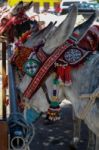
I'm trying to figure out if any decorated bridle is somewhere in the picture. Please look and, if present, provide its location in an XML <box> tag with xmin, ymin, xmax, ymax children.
<box><xmin>12</xmin><ymin>13</ymin><xmax>95</xmax><ymax>121</ymax></box>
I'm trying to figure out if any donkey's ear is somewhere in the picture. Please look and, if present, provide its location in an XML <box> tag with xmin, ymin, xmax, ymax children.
<box><xmin>23</xmin><ymin>1</ymin><xmax>33</xmax><ymax>11</ymax></box>
<box><xmin>43</xmin><ymin>5</ymin><xmax>77</xmax><ymax>54</ymax></box>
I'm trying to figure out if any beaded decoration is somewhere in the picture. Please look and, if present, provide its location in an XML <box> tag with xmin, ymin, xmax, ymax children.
<box><xmin>47</xmin><ymin>74</ymin><xmax>60</xmax><ymax>121</ymax></box>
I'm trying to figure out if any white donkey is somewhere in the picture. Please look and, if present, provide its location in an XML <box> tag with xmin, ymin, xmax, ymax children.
<box><xmin>12</xmin><ymin>7</ymin><xmax>95</xmax><ymax>149</ymax></box>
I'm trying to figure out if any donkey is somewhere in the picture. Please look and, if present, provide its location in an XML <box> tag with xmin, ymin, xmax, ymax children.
<box><xmin>10</xmin><ymin>5</ymin><xmax>98</xmax><ymax>149</ymax></box>
<box><xmin>19</xmin><ymin>16</ymin><xmax>99</xmax><ymax>150</ymax></box>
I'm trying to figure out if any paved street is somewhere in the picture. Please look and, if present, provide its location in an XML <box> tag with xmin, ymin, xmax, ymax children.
<box><xmin>31</xmin><ymin>105</ymin><xmax>88</xmax><ymax>150</ymax></box>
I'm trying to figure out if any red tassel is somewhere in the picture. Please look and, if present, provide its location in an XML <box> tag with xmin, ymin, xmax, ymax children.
<box><xmin>65</xmin><ymin>66</ymin><xmax>71</xmax><ymax>85</ymax></box>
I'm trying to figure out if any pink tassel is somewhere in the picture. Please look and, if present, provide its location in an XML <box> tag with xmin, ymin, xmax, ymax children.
<box><xmin>65</xmin><ymin>66</ymin><xmax>71</xmax><ymax>86</ymax></box>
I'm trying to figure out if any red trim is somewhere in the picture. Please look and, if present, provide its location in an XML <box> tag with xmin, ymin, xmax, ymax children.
<box><xmin>23</xmin><ymin>32</ymin><xmax>79</xmax><ymax>99</ymax></box>
<box><xmin>24</xmin><ymin>43</ymin><xmax>71</xmax><ymax>99</ymax></box>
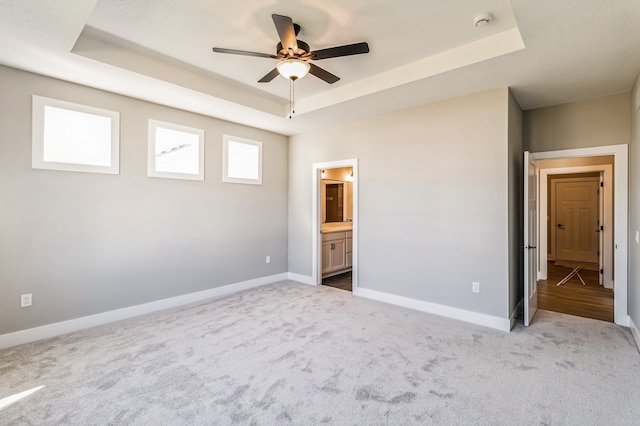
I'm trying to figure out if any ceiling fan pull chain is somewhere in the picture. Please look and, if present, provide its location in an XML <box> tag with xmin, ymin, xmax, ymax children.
<box><xmin>289</xmin><ymin>79</ymin><xmax>295</xmax><ymax>120</ymax></box>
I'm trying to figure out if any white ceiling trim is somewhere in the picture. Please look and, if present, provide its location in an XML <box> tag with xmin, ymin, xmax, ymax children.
<box><xmin>296</xmin><ymin>27</ymin><xmax>525</xmax><ymax>115</ymax></box>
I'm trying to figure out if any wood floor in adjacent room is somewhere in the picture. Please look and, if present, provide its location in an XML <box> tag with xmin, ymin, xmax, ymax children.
<box><xmin>322</xmin><ymin>271</ymin><xmax>353</xmax><ymax>291</ymax></box>
<box><xmin>538</xmin><ymin>262</ymin><xmax>613</xmax><ymax>322</ymax></box>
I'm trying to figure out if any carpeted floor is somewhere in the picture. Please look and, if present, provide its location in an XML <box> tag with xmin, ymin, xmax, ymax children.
<box><xmin>0</xmin><ymin>281</ymin><xmax>640</xmax><ymax>425</ymax></box>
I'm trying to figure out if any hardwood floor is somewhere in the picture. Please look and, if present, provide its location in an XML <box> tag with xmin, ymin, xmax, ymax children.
<box><xmin>538</xmin><ymin>262</ymin><xmax>613</xmax><ymax>322</ymax></box>
<box><xmin>322</xmin><ymin>271</ymin><xmax>351</xmax><ymax>291</ymax></box>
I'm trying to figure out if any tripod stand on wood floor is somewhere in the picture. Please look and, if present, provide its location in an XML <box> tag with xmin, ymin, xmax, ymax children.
<box><xmin>556</xmin><ymin>265</ymin><xmax>586</xmax><ymax>286</ymax></box>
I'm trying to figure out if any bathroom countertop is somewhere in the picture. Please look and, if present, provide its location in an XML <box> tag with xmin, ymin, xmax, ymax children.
<box><xmin>321</xmin><ymin>222</ymin><xmax>353</xmax><ymax>234</ymax></box>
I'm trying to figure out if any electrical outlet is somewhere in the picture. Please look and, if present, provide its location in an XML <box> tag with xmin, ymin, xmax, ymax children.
<box><xmin>20</xmin><ymin>293</ymin><xmax>33</xmax><ymax>308</ymax></box>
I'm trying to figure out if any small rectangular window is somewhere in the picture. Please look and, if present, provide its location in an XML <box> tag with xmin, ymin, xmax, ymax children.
<box><xmin>31</xmin><ymin>95</ymin><xmax>120</xmax><ymax>174</ymax></box>
<box><xmin>222</xmin><ymin>135</ymin><xmax>262</xmax><ymax>185</ymax></box>
<box><xmin>148</xmin><ymin>120</ymin><xmax>204</xmax><ymax>180</ymax></box>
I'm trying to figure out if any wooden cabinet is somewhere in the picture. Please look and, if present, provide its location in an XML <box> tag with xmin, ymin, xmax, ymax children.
<box><xmin>322</xmin><ymin>231</ymin><xmax>352</xmax><ymax>277</ymax></box>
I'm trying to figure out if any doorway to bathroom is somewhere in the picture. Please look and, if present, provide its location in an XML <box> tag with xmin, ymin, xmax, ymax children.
<box><xmin>312</xmin><ymin>160</ymin><xmax>358</xmax><ymax>291</ymax></box>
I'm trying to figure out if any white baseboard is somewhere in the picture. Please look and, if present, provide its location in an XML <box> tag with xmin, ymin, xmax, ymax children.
<box><xmin>509</xmin><ymin>299</ymin><xmax>524</xmax><ymax>330</ymax></box>
<box><xmin>0</xmin><ymin>272</ymin><xmax>288</xmax><ymax>349</ymax></box>
<box><xmin>353</xmin><ymin>288</ymin><xmax>511</xmax><ymax>331</ymax></box>
<box><xmin>629</xmin><ymin>317</ymin><xmax>640</xmax><ymax>351</ymax></box>
<box><xmin>287</xmin><ymin>272</ymin><xmax>317</xmax><ymax>285</ymax></box>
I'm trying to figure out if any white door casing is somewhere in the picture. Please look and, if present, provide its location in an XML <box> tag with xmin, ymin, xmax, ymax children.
<box><xmin>536</xmin><ymin>165</ymin><xmax>626</xmax><ymax>289</ymax></box>
<box><xmin>535</xmin><ymin>144</ymin><xmax>629</xmax><ymax>327</ymax></box>
<box><xmin>523</xmin><ymin>151</ymin><xmax>538</xmax><ymax>326</ymax></box>
<box><xmin>311</xmin><ymin>158</ymin><xmax>359</xmax><ymax>293</ymax></box>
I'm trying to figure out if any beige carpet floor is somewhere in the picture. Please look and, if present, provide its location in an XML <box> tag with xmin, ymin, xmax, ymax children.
<box><xmin>0</xmin><ymin>281</ymin><xmax>640</xmax><ymax>425</ymax></box>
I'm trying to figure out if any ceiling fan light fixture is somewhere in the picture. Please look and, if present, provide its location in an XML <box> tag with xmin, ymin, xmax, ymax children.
<box><xmin>276</xmin><ymin>59</ymin><xmax>311</xmax><ymax>80</ymax></box>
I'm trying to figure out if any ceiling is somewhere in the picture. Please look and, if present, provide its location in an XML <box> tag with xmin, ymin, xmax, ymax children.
<box><xmin>0</xmin><ymin>0</ymin><xmax>640</xmax><ymax>135</ymax></box>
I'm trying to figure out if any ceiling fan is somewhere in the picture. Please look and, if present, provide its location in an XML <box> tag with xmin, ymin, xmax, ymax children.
<box><xmin>213</xmin><ymin>14</ymin><xmax>369</xmax><ymax>84</ymax></box>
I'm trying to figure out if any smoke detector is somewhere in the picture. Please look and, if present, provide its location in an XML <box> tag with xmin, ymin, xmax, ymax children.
<box><xmin>473</xmin><ymin>13</ymin><xmax>493</xmax><ymax>27</ymax></box>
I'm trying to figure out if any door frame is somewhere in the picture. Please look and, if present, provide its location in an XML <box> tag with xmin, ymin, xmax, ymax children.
<box><xmin>538</xmin><ymin>168</ymin><xmax>616</xmax><ymax>289</ymax></box>
<box><xmin>311</xmin><ymin>158</ymin><xmax>359</xmax><ymax>292</ymax></box>
<box><xmin>535</xmin><ymin>144</ymin><xmax>629</xmax><ymax>327</ymax></box>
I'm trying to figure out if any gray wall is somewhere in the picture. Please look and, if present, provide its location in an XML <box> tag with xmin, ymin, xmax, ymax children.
<box><xmin>524</xmin><ymin>93</ymin><xmax>631</xmax><ymax>152</ymax></box>
<box><xmin>629</xmin><ymin>77</ymin><xmax>640</xmax><ymax>332</ymax></box>
<box><xmin>0</xmin><ymin>67</ymin><xmax>288</xmax><ymax>334</ymax></box>
<box><xmin>289</xmin><ymin>89</ymin><xmax>515</xmax><ymax>318</ymax></box>
<box><xmin>508</xmin><ymin>91</ymin><xmax>524</xmax><ymax>314</ymax></box>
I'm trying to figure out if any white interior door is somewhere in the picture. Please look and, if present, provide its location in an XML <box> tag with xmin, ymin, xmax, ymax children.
<box><xmin>523</xmin><ymin>151</ymin><xmax>538</xmax><ymax>326</ymax></box>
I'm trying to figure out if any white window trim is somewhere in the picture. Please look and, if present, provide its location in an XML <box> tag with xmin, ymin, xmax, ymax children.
<box><xmin>147</xmin><ymin>119</ymin><xmax>204</xmax><ymax>181</ymax></box>
<box><xmin>31</xmin><ymin>95</ymin><xmax>120</xmax><ymax>175</ymax></box>
<box><xmin>222</xmin><ymin>135</ymin><xmax>262</xmax><ymax>185</ymax></box>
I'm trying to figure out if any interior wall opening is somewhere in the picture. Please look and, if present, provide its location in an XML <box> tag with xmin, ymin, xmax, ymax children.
<box><xmin>538</xmin><ymin>170</ymin><xmax>614</xmax><ymax>322</ymax></box>
<box><xmin>536</xmin><ymin>151</ymin><xmax>628</xmax><ymax>325</ymax></box>
<box><xmin>319</xmin><ymin>166</ymin><xmax>353</xmax><ymax>291</ymax></box>
<box><xmin>312</xmin><ymin>159</ymin><xmax>358</xmax><ymax>292</ymax></box>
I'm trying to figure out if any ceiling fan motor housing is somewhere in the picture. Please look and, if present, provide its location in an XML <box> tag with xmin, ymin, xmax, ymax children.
<box><xmin>276</xmin><ymin>40</ymin><xmax>311</xmax><ymax>58</ymax></box>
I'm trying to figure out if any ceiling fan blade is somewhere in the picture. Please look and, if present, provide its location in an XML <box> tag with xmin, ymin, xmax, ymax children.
<box><xmin>309</xmin><ymin>64</ymin><xmax>340</xmax><ymax>84</ymax></box>
<box><xmin>309</xmin><ymin>42</ymin><xmax>369</xmax><ymax>61</ymax></box>
<box><xmin>258</xmin><ymin>68</ymin><xmax>280</xmax><ymax>83</ymax></box>
<box><xmin>271</xmin><ymin>13</ymin><xmax>298</xmax><ymax>53</ymax></box>
<box><xmin>213</xmin><ymin>47</ymin><xmax>279</xmax><ymax>59</ymax></box>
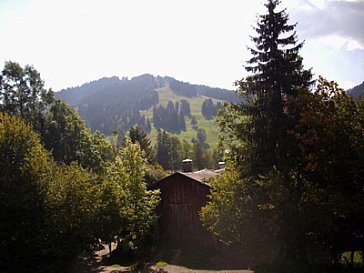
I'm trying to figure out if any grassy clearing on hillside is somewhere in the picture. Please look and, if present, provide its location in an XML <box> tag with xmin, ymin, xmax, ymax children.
<box><xmin>142</xmin><ymin>87</ymin><xmax>220</xmax><ymax>149</ymax></box>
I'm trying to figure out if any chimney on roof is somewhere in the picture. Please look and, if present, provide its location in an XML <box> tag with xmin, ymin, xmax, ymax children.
<box><xmin>182</xmin><ymin>158</ymin><xmax>192</xmax><ymax>173</ymax></box>
<box><xmin>218</xmin><ymin>161</ymin><xmax>225</xmax><ymax>170</ymax></box>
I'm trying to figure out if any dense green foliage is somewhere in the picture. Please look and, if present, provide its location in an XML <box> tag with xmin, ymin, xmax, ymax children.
<box><xmin>0</xmin><ymin>62</ymin><xmax>54</xmax><ymax>132</ymax></box>
<box><xmin>125</xmin><ymin>126</ymin><xmax>155</xmax><ymax>163</ymax></box>
<box><xmin>0</xmin><ymin>62</ymin><xmax>163</xmax><ymax>272</ymax></box>
<box><xmin>202</xmin><ymin>0</ymin><xmax>364</xmax><ymax>272</ymax></box>
<box><xmin>153</xmin><ymin>101</ymin><xmax>189</xmax><ymax>133</ymax></box>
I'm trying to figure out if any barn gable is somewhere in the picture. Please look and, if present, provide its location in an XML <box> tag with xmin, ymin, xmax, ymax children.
<box><xmin>153</xmin><ymin>170</ymin><xmax>218</xmax><ymax>245</ymax></box>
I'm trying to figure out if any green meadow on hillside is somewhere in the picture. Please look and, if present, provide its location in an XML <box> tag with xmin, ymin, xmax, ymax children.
<box><xmin>141</xmin><ymin>87</ymin><xmax>220</xmax><ymax>149</ymax></box>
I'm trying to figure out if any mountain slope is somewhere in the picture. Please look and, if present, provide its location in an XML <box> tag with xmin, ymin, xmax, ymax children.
<box><xmin>347</xmin><ymin>82</ymin><xmax>364</xmax><ymax>100</ymax></box>
<box><xmin>56</xmin><ymin>74</ymin><xmax>238</xmax><ymax>146</ymax></box>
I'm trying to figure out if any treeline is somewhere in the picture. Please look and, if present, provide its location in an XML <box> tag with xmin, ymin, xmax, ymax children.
<box><xmin>0</xmin><ymin>62</ymin><xmax>163</xmax><ymax>273</ymax></box>
<box><xmin>202</xmin><ymin>0</ymin><xmax>364</xmax><ymax>273</ymax></box>
<box><xmin>165</xmin><ymin>77</ymin><xmax>240</xmax><ymax>103</ymax></box>
<box><xmin>156</xmin><ymin>130</ymin><xmax>222</xmax><ymax>171</ymax></box>
<box><xmin>153</xmin><ymin>100</ymin><xmax>191</xmax><ymax>133</ymax></box>
<box><xmin>57</xmin><ymin>74</ymin><xmax>159</xmax><ymax>135</ymax></box>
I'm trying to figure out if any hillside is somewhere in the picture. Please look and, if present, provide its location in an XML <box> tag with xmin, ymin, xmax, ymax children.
<box><xmin>347</xmin><ymin>82</ymin><xmax>364</xmax><ymax>100</ymax></box>
<box><xmin>56</xmin><ymin>74</ymin><xmax>238</xmax><ymax>147</ymax></box>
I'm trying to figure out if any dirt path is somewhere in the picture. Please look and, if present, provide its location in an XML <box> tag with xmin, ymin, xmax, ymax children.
<box><xmin>71</xmin><ymin>246</ymin><xmax>253</xmax><ymax>273</ymax></box>
<box><xmin>71</xmin><ymin>242</ymin><xmax>129</xmax><ymax>273</ymax></box>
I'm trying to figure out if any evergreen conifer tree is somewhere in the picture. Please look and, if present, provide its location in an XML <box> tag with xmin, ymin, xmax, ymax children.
<box><xmin>233</xmin><ymin>0</ymin><xmax>312</xmax><ymax>174</ymax></box>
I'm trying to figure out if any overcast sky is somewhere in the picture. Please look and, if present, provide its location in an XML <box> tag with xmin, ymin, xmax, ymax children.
<box><xmin>0</xmin><ymin>0</ymin><xmax>364</xmax><ymax>91</ymax></box>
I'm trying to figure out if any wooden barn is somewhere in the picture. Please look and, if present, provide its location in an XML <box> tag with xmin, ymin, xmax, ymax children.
<box><xmin>153</xmin><ymin>167</ymin><xmax>219</xmax><ymax>246</ymax></box>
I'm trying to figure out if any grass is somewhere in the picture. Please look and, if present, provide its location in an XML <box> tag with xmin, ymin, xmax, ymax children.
<box><xmin>155</xmin><ymin>261</ymin><xmax>168</xmax><ymax>268</ymax></box>
<box><xmin>141</xmin><ymin>87</ymin><xmax>219</xmax><ymax>149</ymax></box>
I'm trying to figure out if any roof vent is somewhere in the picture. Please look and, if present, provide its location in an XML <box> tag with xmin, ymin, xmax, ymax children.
<box><xmin>182</xmin><ymin>158</ymin><xmax>192</xmax><ymax>173</ymax></box>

════════

_Directive_
Transcribe the records above exactly, but only from the line that contains "I'm trying to figure out if any dirt" through their final line, inclusive.

_Final result_
I'm trying to figure out if any dirt path is somewhere in the picture. Please look and, if present, provide its location in an XML <box> tag with xmin, ymin, xmax, ymax children.
<box><xmin>71</xmin><ymin>246</ymin><xmax>253</xmax><ymax>273</ymax></box>
<box><xmin>71</xmin><ymin>242</ymin><xmax>129</xmax><ymax>273</ymax></box>
I'm trying to figure out if any evergreen conifer tree is somewhere in the picture. Please look and, if present, provide its location in an XML <box> tag with xmin, ymin, xmax, ymax children.
<box><xmin>233</xmin><ymin>0</ymin><xmax>312</xmax><ymax>174</ymax></box>
I'm trying to figure out if any overcast sky is somewhere in the picture. Please look and, if present, provide its location in an XML <box> tag with xmin, ymin, xmax, ymax children.
<box><xmin>0</xmin><ymin>0</ymin><xmax>364</xmax><ymax>91</ymax></box>
I'm trying to figure out if any wooden barn is somewhere in the picture. Please look and, if present, provide its location in an XML <box> tag with xmin, ymin, xmax, ymax children.
<box><xmin>153</xmin><ymin>167</ymin><xmax>219</xmax><ymax>246</ymax></box>
I'm trying to figure out if any grass is somewhere in the picture. Please look and, if present, provide its location in an XML <box> tag with xmin, ymin, xmax, ymax children.
<box><xmin>155</xmin><ymin>261</ymin><xmax>168</xmax><ymax>268</ymax></box>
<box><xmin>141</xmin><ymin>87</ymin><xmax>219</xmax><ymax>149</ymax></box>
I'm trying to figure out if any roof vent is somewhere in the picture. Please look and, if present, provide its location in an XML <box> tag with xmin, ymin, xmax, ymax children.
<box><xmin>182</xmin><ymin>158</ymin><xmax>192</xmax><ymax>173</ymax></box>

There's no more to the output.